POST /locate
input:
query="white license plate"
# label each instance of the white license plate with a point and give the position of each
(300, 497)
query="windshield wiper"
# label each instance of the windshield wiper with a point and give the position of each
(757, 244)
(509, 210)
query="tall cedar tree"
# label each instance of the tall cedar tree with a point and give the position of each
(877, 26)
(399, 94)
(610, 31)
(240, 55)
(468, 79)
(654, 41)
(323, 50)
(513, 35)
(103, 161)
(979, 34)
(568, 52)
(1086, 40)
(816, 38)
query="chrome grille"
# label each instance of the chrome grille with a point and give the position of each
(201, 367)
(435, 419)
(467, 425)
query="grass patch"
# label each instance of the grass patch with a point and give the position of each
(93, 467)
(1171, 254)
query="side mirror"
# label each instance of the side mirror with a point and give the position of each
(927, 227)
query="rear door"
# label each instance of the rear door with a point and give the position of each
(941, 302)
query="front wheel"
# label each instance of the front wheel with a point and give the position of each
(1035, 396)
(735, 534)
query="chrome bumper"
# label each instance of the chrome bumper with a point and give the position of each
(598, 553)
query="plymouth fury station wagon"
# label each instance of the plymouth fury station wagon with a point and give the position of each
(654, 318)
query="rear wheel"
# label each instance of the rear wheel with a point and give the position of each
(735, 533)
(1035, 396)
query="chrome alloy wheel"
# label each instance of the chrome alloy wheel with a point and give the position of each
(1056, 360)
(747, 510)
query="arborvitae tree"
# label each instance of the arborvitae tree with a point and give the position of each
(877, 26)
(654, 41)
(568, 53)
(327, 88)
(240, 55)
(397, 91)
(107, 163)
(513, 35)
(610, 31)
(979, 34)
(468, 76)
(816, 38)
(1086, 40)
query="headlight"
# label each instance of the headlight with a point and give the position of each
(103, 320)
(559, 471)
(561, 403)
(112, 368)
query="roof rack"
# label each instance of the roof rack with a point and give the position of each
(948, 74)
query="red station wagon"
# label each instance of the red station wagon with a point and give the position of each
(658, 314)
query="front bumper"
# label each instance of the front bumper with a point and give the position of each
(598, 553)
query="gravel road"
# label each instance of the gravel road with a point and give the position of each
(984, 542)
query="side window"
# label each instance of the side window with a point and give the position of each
------------
Only the lines from the one containing "# label each instance of the front bumper" through the final line of the material should be printed, each word for word. Both of those lines count.

WRITTEN SOLUTION |
# label each instance of the front bumper with a point and give the position of each
(598, 553)
query="gravel road"
# label each instance of the gravel road with a point and give the position of each
(984, 542)
query="side window"
# label each instance of the side window with a point and give the position of each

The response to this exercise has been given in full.